§ Stated problem
Continue the wartime interview transcript about the night mission against Japanese ships, starting after its last sentence.

§ Page text
Glen:  We had some B-24's that were very good.  They were long-range things and they weren't as good as the B-17 but they'd go out there and find and follow them as they left Rabaul, and then they'd give us the word like on that mission we were talking about where I sank a cruiser and a destroyer.  General MacArthur… I had flown two missions that day.  I had destroyed a supply depot and a Japanese camp where the soldiers were.  I had destroyed two of those in that one day all by myself.  I just went in there and bombed the hell out of it.  We had ten sometimes fifteen bombs on our ships and we'd drop one or two at a time and you could destroy a lot of things that way.  We were pretty good at knowing where to destroy them.  We had pretty good pilots and co-pilots and I had torn the heck out of each of those and gone to bed and about midnight I got called up and they said, "General MacArthur wants every pilot that's possible to get out there and stop the Japanese.  They're having a big push down the north end of that island."  They were coming down the north side of that big island and then they were going to come in and bomb the sea and come into their area to get their supplies and we sent these B-24's out there to follow them and make sure we knew where they were.  General MacArthur called and said, "We want those planes stopped at all cost.  If we don't stop them, then we're going to be put back six months behind time in invading the Philippines."  So I was just about ready to go and my navigator tapped me on the shoulder and said, "Hey Glen, as you know this is a death mission.  We can't make it and we don't have enough gas to get back."  And I said, "We won't?"  And he said, "No we won't."  I said, "Colonel Holladay (or whatever his name is, he was in charge at that particular time) that's a suicide mission."  And he said, "Ya, I know it but that's what General MacArthur wants."  I said, "You sure that's what he wants?"  He said, "Ya!"  So I said, "OK you come and go with me and we'll go right now."  He said, "Just a minute."  He walked back into the office and called MacArthur and he came out after about a half an hour and he said, "General MacArthur says if we wait about two hours or so, they'll be within our range and we'll be alright."  I said, "OK, we'll go!"  And we took off and went. 

Geoff:  So you sank a cruiser?

Glen:  I sank a cruiser and a big destroyer.  It wasn't a little one, but it was a big cruiser.

Geoff:  So tell us about that.  This is fascinating.

Glen:  I'd already flown two missions and I was tired but I still had to do it and there wasn't any difference in any other missions as far as I could see but all I knew is that they had more airplanes and I recognized that we had to destroy them because they had so much stuff with them—different soldiers and supplies and things like that and we couldn't tell exactly what it was but you know at nighttime if you get in the right area you can see those Japanese at night because they leave a big trail or line behind them where you can see it in the night and especially if the clouds are high enough that you can see the zone across there and see that.  So we just flew around them and came in and hit them and we drop our bombs into the ship and fly over the ship and then come around again.  The first mission is not so difficult because they don't know you're coming but the next one they're going to be ready for you and they set their bombs up there pointing in that direction and you're coming in this way and as soon as they see you there they start firing and I fire right through a big supply of bombs, a big curtain of fire.  I got over 200 bullet holes in that airplane every time I flew on those missions, at least that many.

§ Listing
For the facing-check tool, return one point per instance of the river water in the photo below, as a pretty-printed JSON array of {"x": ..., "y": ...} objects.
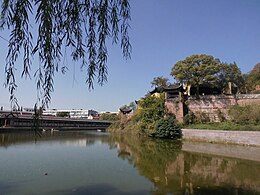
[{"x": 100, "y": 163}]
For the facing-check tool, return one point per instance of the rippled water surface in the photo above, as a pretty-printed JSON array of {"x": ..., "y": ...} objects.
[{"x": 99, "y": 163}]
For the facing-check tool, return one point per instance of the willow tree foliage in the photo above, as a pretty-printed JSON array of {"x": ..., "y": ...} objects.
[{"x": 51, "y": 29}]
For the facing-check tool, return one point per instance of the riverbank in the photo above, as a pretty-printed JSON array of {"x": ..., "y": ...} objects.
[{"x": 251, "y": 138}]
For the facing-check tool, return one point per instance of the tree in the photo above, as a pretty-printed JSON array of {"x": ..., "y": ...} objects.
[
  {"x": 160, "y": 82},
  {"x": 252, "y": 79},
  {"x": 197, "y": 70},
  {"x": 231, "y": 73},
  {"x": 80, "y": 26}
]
* * *
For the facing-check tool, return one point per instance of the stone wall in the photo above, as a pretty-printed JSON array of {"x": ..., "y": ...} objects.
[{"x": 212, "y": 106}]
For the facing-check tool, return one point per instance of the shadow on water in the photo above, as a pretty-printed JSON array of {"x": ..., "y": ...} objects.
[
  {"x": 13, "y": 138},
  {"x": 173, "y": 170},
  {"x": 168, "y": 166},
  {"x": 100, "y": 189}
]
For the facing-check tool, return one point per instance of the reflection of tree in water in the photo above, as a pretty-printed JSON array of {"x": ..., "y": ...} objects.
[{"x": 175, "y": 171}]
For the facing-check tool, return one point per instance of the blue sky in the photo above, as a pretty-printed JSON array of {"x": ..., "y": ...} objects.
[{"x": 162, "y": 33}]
==
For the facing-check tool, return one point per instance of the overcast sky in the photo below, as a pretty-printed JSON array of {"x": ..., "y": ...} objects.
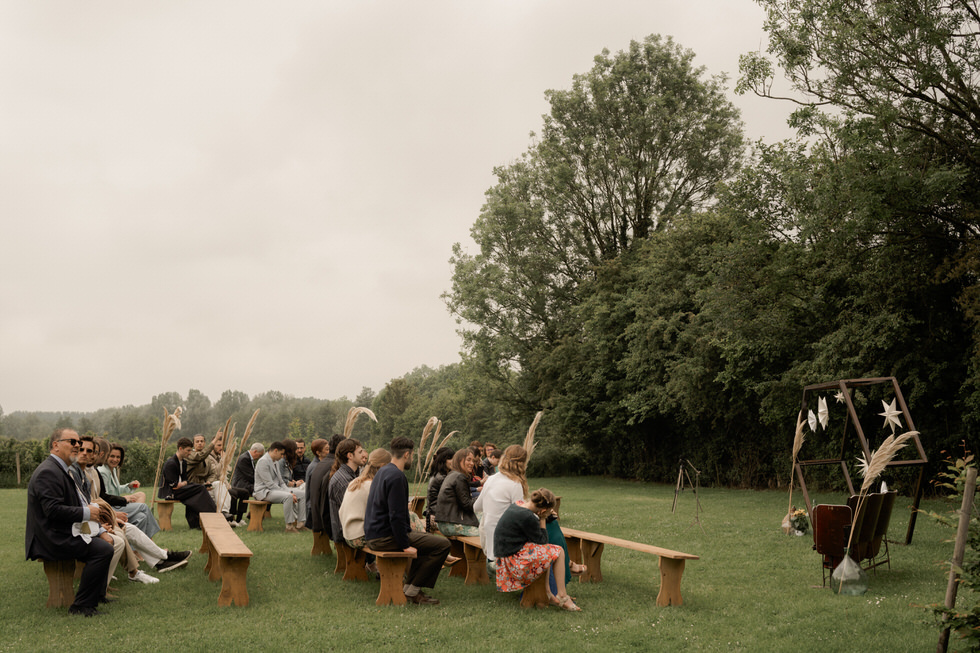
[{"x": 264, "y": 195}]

§ Exercise result
Geoff:  So do you remember anything more about this one particular mission--the cruiser's--a big ship?  So you had to come around a second time?

Glen:  Well ya, you can't sink a ship usually that quick so we always tried to get two or three missions on every ship like that even though we knew we were doing damage because when that thing explodes in the bottom of an airplane, it's going to tear the bottom right out and they're not going to go very doggone far.  But you know, they wouldn't give us credit for anything unless we saw the damn thing sink.  They wouldn't give us any credit.  I had an airplane I shot down and my crew shot down and we knocked the wing off and saw the wing hit the water but then the other part of the airplane went underneath the wing and we couldn't see it hit the water and they wouldn't give us credit for the kill because we couldn't see the airplane fall.  We saw the wing fall but we didn't see the airplane fall.  That's how tough they were on us. 

Geoff:  So when you saw this cruiser get hit, what happened to it?  Did you see flames?

Glen:  Oh ya, when we came back a second time we could see fire but we sank it again.  The second time around, of course they saw us and knocked our rudder control off.  It was right on the tail of that gun you see as we came by and the pilot back in the rear was sitting there and they had a big steel plate behind his back that protected him and it did.  The explosion hit right behind him and it destroyed the wheel control that went up you know and the big pipe went up behind him and it destroyed that completely.  They had no rudder control.  And they also just about restored him because it put some scratches on him here and threw his pants half way off and scared him half to death and after we turned around he came running up through his track hole there and threw his head on the floor and said, "I quit!"  He called and told me that and I said, "Oh, c'mon now, we've got other missions to fly.  Don't worry about that one.  Just stay there.  You can't do any good out there anymore anyway.  Just stay there and get a gun and shoot off the side of the plane."

Geoff:  So how do you fly a plane with no rudder?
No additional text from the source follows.